Норайш, который пришел в роту горновьючных животных в 1973 году (центром ее назвали позже) и 30 лет прослужил в ней на разных должностях, повел нас к конюшням. Сегодня по плану занятия в горах, и начальник центра намеревался дать наставления в путь, а также лично проверить готовность бойцов и животных.
- Для того чтобы люди не теряли практику, а лошади не застаивались, мы часто выходим в горы, – говорил он. – Но животные должны кормить себя сами. Поэтому мы стараемся не только проводить занятия. У нас заключены договоры с владельцами магазинчиков, расположенных в горах. Им нужны, например, топливо, еда, сувениры, и мы, идя в горы, все это доставляем туда на лошадях. Пользу получают все. Хочу сказать, что в центре, а это полнокровная рота, – два взвода по три отделения плюс штабные подразделения.
Из ворот выводили нагруженных лошадей. Солдаты, выделенные для охранения, поправляли снаряжение и уворачивались от тяжеловозов. Увидев Норайша, командир отделения подбежал к подполковнику с докладом. Тот остановил его и стал давать последние инструкции:
- Проверять спины лошадям… равномерно распределять груз… не забывать про отдых...
Отряд выходит на задание. Впереди, как положено, боевой дозор. За ними - коноводы с лошадьми. Бело-зеленые солдаты (штаны от зимнего костюма, куртка и рюкзак от летнего камуфляжа) не спеша, так как сказывается погода – идет дождь, мелкий, но постоянный, сыро и прохладно, они выходят на дорогу, ведущую к горам, и некоторое время еще слышно как стучат подковы.
Норайш повел нас по своим «владениям». Лечебница с операционной. Конюшня, где есть коллекция седел, причем не только вьючных. Там же учебные классы со скелетами лошадей. Коновод должен знать, с кем ему приходится работать.
- Здесь кавалерия заканчивается, - пошутил Норайш, когда мы вошли в автопарк. Нам продемонстрировали способ погрузки-разгрузки животных и личного состава на грузовой автомобиль. Солдаты лихо вскочили наверх, откинули борт, скинули сходни, подняли сходни, закрыли борт, установили поперечное сиденье для бойцов. Безопасность солдат в бундесвере стоит на первом месте. Съемное (!) сиденье оборудовано ремнями безопасности.
В кузнице, куда мы зашли, у стены на привязи стояли две лошади, которых надо было подковать. Кузнец в звании унтер-офицера подошел к лошади, поднял ей ногу, осмотрел копыто. Зажал копыто между ног и принялся переподковывать тяжеловоза. Единственной реакцией лошади стала слишком спокойная попытка подсмотреть, что с ней делают.

===

*Задание*. Проверьте по тексту о центре горновьючных животных утверждения: (а) Норайш прослужил в роте горновьючных животных 30 лет; (б) в центре три взвода; (в) в день выхода отряда в горы стояла сухая погода. На каждое ответьте «да» или «нет» и дословно приведите решающие слова текста.

===

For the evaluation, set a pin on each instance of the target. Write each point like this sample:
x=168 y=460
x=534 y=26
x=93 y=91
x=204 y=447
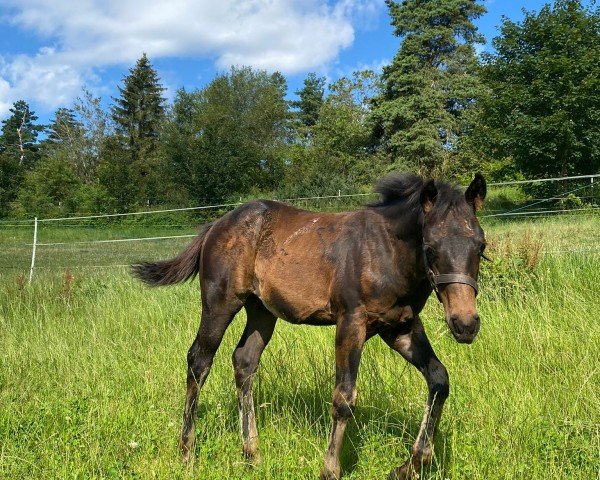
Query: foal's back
x=301 y=264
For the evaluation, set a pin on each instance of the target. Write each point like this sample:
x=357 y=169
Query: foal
x=368 y=272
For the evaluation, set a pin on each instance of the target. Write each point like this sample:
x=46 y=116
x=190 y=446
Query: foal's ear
x=475 y=194
x=428 y=195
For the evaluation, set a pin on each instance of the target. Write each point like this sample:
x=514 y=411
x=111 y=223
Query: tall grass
x=92 y=368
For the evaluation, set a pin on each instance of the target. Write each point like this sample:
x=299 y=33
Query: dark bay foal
x=369 y=272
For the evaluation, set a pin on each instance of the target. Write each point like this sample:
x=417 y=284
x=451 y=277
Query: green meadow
x=92 y=369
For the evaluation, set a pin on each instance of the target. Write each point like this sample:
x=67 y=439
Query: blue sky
x=50 y=50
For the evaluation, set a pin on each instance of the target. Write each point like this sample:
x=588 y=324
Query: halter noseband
x=445 y=278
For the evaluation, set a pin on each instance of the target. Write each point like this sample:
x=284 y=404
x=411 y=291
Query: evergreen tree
x=18 y=151
x=311 y=99
x=543 y=107
x=65 y=129
x=226 y=139
x=138 y=115
x=430 y=83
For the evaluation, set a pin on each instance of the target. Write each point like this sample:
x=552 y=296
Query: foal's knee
x=344 y=400
x=244 y=365
x=198 y=363
x=440 y=383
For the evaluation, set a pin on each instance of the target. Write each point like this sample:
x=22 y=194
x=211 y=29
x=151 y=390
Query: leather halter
x=436 y=279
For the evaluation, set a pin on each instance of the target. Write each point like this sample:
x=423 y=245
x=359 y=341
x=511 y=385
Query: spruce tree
x=543 y=109
x=65 y=128
x=311 y=99
x=138 y=115
x=430 y=82
x=140 y=109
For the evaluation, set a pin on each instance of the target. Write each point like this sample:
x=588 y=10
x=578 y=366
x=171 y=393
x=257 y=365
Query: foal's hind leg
x=200 y=358
x=349 y=340
x=246 y=357
x=414 y=346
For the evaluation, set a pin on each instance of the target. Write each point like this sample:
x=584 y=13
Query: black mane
x=400 y=201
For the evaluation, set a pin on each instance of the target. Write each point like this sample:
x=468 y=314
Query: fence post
x=34 y=248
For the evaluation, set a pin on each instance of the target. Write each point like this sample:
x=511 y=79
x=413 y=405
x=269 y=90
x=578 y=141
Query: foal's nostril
x=456 y=324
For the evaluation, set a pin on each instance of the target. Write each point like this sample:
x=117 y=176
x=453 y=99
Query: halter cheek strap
x=445 y=278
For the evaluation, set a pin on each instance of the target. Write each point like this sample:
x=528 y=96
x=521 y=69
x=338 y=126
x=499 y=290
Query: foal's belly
x=297 y=306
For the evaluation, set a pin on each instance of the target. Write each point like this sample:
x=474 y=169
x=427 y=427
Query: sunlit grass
x=92 y=369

===

*Ответ*.
(а) Да: «30 лет прослужил в ней на разных должностях».
(б) Нет: «два взвода по три отделения плюс штабные подразделения».
(в) Нет: «идет дождь, мелкий, но постоянный, сыро и прохладно».